EXERCISE OBJECTIVE —
Copy the door lock forum thread word for word, from "Yours door are" to "the new lockset.".

PASSAGE PROVIDED —
Repairing them is the best way to go.  Keep the old lock sets with the old house.  I have rebuilt several of mine by looking in antique stores.  Sometimes they'll have a box full of old mortise lock parts and complete sets.

If you're really determined to swap for new, you'd be best off staying with a mortise lock.  Otherwise you're rebuilding the whole mortise area to fill in the gaps, etc.

You can get brand new mortise locks that look old or new, depending on what you're looking for...

Check these:

www.vandykes.com

www.houseofantiquehardware.com


----------



## guyod (Feb 7, 2008)

Yours door are just too narrow to use a modern door knob. Try to selling them on ebay or replace your doors... 

If the spindles are just bad you can just take them out and replace them. they are sold at big box stores you can get new knobs while your at it all pretty cheap.


----------



## glennjanie (Feb 10, 2008)

Welcome Barbara:
I'm picturing a square lockset that is screwed to the inner surface of the door and a spindle that runs through the door to operate the lock.
Check to make sure your door is at least 1 3/8" thick. If it is you can remove the old lockset, Tightly clamp a piece of 3/4" board to each side of the door, drill through the block according to the setback specified for the new lock (the new lockset should include a template of cardboard) remove the blocks and drill for the latch, drill the door frame to match and follow the instructions with the new lockset.
Glenn


----------

SUPPLIED INFORMATION —
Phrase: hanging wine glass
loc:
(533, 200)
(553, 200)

FINAL RESULT —
Yours door are just too narrow to use a modern door knob. Try to selling them on ebay or replace your doors... 

If the spindles are just bad you can just take them out and replace them. they are sold at big box stores you can get new knobs while your at it all pretty cheap.


----------



## glennjanie (Feb 10, 2008)

Welcome Barbara:
I'm picturing a square lockset that is screwed to the inner surface of the door and a spindle that runs through the door to operate the lock.
Check to make sure your door is at least 1 3/8" thick. If it is you can remove the old lockset, Tightly clamp a piece of 3/4" board to each side of the door, drill through the block according to the setback specified for the new lock (the new lockset should include a template of cardboard) remove the blocks and drill for the latch, drill the door frame to match and follow the instructions with the new lockset.